Odfiltruj z poniższych pozycji wszystkie wiersze zawierające słowo „green” i przepisz je.

[Zapisane pozycje]
—————

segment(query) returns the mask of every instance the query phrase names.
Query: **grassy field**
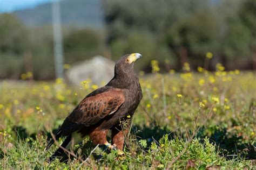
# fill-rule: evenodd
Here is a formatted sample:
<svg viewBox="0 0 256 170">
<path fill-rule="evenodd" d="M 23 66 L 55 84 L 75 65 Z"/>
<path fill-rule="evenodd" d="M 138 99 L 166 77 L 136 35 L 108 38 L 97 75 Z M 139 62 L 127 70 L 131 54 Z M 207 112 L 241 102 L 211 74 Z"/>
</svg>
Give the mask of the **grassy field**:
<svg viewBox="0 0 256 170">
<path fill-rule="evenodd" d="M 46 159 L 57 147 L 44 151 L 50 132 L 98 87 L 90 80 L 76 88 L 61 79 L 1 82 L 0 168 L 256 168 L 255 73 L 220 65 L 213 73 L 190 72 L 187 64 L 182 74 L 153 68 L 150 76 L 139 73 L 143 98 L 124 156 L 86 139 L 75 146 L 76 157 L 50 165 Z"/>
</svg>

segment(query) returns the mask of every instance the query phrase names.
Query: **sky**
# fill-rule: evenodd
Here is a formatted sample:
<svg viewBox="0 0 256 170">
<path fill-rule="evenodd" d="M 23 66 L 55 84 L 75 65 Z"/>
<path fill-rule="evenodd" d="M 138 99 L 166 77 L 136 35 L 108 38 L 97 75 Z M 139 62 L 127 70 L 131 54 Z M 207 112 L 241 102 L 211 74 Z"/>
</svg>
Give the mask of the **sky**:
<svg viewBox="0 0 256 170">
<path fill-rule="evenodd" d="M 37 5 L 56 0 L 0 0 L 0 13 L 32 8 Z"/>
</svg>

—————

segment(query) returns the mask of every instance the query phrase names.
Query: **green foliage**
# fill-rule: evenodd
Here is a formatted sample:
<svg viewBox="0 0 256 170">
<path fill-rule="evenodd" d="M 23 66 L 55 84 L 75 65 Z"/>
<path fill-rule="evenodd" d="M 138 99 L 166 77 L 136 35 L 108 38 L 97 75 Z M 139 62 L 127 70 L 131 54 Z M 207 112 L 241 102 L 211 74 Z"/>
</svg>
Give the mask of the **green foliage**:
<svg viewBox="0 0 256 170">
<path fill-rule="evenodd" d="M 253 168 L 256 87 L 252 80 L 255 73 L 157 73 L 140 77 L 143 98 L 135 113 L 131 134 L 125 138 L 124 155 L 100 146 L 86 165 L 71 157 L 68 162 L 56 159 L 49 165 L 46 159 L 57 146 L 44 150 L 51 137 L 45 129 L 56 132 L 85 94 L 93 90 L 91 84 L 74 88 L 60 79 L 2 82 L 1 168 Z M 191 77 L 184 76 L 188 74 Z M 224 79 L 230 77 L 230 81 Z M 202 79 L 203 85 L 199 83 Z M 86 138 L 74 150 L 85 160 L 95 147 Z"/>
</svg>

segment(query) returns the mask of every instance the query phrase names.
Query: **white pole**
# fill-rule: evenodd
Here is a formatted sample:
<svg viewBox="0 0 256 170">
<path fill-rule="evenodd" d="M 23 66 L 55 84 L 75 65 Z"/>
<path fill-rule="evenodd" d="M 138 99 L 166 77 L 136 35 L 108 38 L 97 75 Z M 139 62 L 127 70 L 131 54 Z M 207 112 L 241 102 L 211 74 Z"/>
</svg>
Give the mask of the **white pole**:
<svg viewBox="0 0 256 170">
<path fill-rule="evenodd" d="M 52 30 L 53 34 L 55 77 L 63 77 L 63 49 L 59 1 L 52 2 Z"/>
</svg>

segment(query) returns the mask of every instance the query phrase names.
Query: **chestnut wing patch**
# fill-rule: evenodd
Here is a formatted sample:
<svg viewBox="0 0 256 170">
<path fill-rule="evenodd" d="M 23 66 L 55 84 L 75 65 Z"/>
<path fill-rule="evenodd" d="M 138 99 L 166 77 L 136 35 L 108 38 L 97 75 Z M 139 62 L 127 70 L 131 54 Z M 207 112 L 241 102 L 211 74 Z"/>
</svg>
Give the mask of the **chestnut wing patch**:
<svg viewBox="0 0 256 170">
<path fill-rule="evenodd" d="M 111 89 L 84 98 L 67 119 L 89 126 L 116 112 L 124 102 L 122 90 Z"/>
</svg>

—————

▶ ODPOWIEDŹ PONIŻEJ:
Query: **green foliage**
Give the mask of the **green foliage**:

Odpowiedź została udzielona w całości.